任务提示
接着最后一句,续写这篇论述生成式 AI 建立在共识之上的文章。

研究:生成式 AI 建立在共识之上

我的理解

GenAI 的底层机制是下一个 token 的概率预测,因此它天然擅长训练数据中的共识知识——越常见越准确,越冷门越容易幻觉。这揭示了一个反直觉的现象:对于冷门任务,GenAI 不只是「编造错误」,还会输出「正确但无用」的废话,因为共识性建议永远是正确的,但极少包含真正的洞见。能赚钱的营销邮件属于互联网顶端 1%,而 GenAI 被训练成输出平均水平,因此永远无法直接提供这类卓越内容。幻觉可以通过外部手段控制(RAG、文档约束),但改变不了其概率性本质。

相关链接


原文

Lesson 40 of 68 研究:生成式 AI 建立在共识之上 / Research: GenAI is built on consensus

在进入我们的决策框架之前,我们需要先理解生成式 AI 是什么、不是什么。面对新事物时,人们常常会基于已有技术进行类比和外推,但这种做法在建立第一性原理的理解时往往适得其反。

我们将在加餐模块中讨论从训练机器学习模型到训练大语言模型的演变过程。这里我们总结了该模块的关键洞察,以便评估我们应该把哪些任务交给生成式 AI 来完成。

生成式 AI 擅长处理训练数据中的共识,因为它的训练方式是——基于海量训练文本预测下一个 token 的概率。因此,某条知识在训练数据(主要是互联网上的文本)中出现得越多,GPT 就越能准确地回忆并使用它。GPT 之所以擅长编程,一方面是因为代码结构化且具有可预测性,另一方面是因为有大量代码作为训练数据被喂给了 GPT。但对于较冷门的编程语言(例如 Rust),GPT 就更容易出错。

对于较冷门的事实,生成式 AI 会出现幻觉,也就是自信地说出错误的内容。这一现象的根源在于其底层机制——下一个 token 预测。模型永远会给出它最有把握的答案。对模型而言,它无法分辨正确答案与错误答案的区别。换句话说,事实是否为真,在训练过程中从来不是一个被明确优化的目标。正确性只能通过共识来保证。如果某条信息频繁出现,生成式 AI 就能答对;如果没有,它就只能凭空编造。

幻觉可以通过模型外部的变通方法加以控制。例如,New Bing(Copilot)利用搜索引擎告诉模型围绕搜索结果来组织答案。提供文档作为上下文,并基于该文档约束生成式 AI 的回答,也能起到帮助作用。

对于较冷门的任务,生成式 AI 会说出正确但无用的内容。例如,没有什么能阻止我们去问 GPT 如何变得富有,它会给出看似有用的建议。这些建议是正确的,但大多数都没什么用。这同样是因为 GPT 被训练成输出训练数据中的共识。如果我们期望 GPT 生成一封读起来通顺自然的邮件草稿,这是合理的期望,因为这就是书籍和互联网文章的平均水平。但如果我们期望 GPT 写出一封能为我们赚钱的高效营销邮件,那就不合理了,因为这属于卓越的内容。能赚钱的邮件在质量上很可能位于互联网的前 1%,而不属于多数或平均水平。

给定数据
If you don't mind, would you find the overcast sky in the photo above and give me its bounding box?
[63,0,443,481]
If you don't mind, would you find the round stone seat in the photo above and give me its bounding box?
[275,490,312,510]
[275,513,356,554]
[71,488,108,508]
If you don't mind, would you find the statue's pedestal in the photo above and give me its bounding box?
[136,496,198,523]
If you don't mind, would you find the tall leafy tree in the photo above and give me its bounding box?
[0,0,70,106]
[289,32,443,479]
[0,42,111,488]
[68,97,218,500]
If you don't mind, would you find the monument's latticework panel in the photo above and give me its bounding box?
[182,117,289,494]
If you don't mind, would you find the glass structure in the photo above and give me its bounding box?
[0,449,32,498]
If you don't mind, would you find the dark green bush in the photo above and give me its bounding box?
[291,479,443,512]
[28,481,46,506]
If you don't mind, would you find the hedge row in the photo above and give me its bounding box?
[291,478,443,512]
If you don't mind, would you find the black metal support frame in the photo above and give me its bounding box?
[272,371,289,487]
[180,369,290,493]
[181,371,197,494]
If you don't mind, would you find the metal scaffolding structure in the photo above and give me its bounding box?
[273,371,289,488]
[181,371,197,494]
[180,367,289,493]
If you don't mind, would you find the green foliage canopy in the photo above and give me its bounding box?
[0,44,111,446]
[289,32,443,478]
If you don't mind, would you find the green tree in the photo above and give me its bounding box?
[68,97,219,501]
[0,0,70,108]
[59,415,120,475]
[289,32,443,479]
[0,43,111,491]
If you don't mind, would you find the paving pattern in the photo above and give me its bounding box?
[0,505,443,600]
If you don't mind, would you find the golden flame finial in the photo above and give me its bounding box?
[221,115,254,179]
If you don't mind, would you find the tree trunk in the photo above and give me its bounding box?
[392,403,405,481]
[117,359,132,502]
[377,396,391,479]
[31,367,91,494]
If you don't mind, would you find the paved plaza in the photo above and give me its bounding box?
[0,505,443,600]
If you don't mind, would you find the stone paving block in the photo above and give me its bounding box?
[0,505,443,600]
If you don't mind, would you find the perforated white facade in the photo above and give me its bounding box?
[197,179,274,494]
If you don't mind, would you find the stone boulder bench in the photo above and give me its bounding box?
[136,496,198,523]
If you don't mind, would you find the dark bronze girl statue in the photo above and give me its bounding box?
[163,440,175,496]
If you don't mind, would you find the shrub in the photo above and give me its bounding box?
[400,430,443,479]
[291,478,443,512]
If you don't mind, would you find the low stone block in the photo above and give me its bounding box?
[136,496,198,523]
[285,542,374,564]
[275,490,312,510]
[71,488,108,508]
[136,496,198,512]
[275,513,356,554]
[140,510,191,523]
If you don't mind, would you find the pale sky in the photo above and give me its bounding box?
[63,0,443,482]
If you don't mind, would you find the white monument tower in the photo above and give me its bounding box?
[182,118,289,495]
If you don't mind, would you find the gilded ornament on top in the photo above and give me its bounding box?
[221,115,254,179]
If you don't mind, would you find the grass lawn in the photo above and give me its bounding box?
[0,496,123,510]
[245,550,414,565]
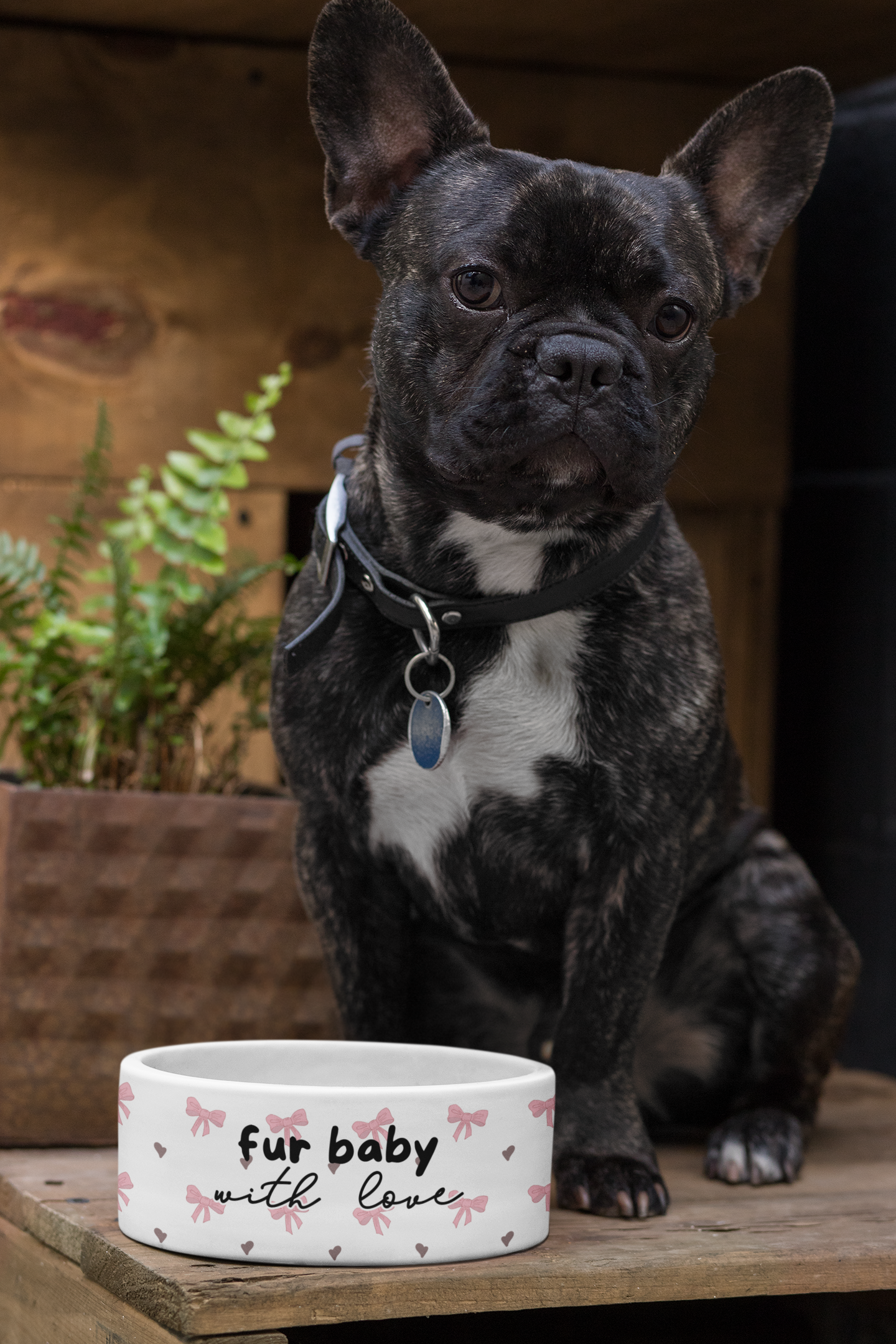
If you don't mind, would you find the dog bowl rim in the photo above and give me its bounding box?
[119,1036,555,1097]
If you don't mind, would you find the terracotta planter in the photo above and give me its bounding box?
[0,785,340,1146]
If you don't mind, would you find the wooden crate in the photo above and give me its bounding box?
[0,785,338,1146]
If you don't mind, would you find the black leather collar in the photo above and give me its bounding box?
[284,436,662,673]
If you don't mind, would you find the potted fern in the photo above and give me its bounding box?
[0,364,296,793]
[0,364,337,1145]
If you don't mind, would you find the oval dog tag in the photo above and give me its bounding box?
[407,691,451,770]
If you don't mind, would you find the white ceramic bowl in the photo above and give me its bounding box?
[118,1040,553,1265]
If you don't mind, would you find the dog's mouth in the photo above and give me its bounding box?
[509,434,607,490]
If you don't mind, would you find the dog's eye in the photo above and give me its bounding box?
[653,304,693,340]
[451,270,501,308]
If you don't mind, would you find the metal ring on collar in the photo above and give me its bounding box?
[411,593,442,666]
[404,653,454,704]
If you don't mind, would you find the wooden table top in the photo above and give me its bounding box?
[0,1070,896,1337]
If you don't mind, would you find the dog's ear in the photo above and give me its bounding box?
[307,0,489,253]
[662,66,834,317]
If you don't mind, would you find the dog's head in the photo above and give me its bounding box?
[309,0,833,527]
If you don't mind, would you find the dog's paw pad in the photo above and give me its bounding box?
[704,1106,803,1185]
[556,1157,669,1218]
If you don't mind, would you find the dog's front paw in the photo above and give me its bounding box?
[704,1106,803,1185]
[555,1157,669,1218]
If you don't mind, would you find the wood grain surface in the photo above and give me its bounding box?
[0,1071,896,1338]
[0,1218,286,1344]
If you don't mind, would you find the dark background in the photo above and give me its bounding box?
[774,79,896,1074]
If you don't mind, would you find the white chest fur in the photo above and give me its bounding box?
[366,515,586,891]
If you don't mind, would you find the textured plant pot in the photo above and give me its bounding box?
[0,785,338,1146]
[118,1040,553,1265]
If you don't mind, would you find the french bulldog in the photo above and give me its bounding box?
[271,0,859,1218]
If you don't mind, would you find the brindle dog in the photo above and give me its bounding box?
[273,0,857,1218]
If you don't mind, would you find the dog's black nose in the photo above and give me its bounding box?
[534,332,622,396]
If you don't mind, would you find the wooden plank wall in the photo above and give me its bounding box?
[0,27,790,801]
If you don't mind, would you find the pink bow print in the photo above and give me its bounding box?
[530,1097,555,1129]
[530,1182,551,1212]
[449,1190,489,1227]
[187,1185,225,1223]
[352,1106,395,1142]
[270,1208,302,1236]
[449,1106,489,1144]
[187,1097,227,1139]
[118,1172,134,1210]
[118,1083,134,1125]
[264,1110,307,1139]
[352,1204,392,1236]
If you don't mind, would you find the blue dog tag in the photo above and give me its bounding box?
[407,691,451,770]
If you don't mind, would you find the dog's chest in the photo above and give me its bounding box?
[366,520,587,895]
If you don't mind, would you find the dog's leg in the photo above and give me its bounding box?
[296,823,409,1040]
[634,831,859,1185]
[551,847,679,1218]
[705,831,859,1185]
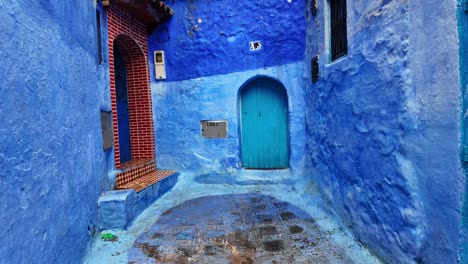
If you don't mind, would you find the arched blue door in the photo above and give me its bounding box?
[240,78,289,169]
[114,46,132,163]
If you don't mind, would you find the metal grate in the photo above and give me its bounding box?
[330,0,348,61]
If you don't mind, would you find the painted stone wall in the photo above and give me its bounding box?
[306,0,463,263]
[0,0,110,263]
[149,0,305,81]
[149,0,305,176]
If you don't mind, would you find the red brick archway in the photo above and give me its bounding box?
[107,6,155,168]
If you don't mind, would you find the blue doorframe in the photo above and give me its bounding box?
[240,77,289,169]
[114,45,132,163]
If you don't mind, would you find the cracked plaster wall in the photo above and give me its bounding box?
[149,0,305,81]
[0,0,112,263]
[306,0,463,263]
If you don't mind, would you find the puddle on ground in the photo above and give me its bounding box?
[128,194,353,264]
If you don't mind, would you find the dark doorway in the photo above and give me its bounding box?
[114,46,132,163]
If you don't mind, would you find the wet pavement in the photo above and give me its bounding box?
[83,170,381,264]
[129,194,353,264]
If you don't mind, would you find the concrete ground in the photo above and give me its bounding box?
[84,171,380,264]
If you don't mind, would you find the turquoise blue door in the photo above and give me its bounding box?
[240,78,289,169]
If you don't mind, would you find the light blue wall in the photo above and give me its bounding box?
[306,0,464,263]
[152,62,305,176]
[149,0,306,81]
[0,0,112,263]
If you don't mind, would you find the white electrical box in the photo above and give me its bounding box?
[200,120,228,138]
[154,50,166,80]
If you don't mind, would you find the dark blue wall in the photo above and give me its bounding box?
[149,0,306,81]
[306,0,464,263]
[0,0,111,263]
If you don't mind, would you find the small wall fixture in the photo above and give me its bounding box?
[310,56,319,83]
[154,50,166,80]
[200,120,228,138]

预期输出
English Original

Before getting to our decision framework, we need to understand what GenAI is and is not. When encountering something new, it’s common for humans to try to draw analogies and extrapolations based on existing technologies, which may be counterproductive in building an understanding based on first principles.

We will discuss the evolution from training a machine learning model to training a large language model in the bonus module. Here we summarized the key insights from that module. So we can assess which tasks we shall give to GenAI.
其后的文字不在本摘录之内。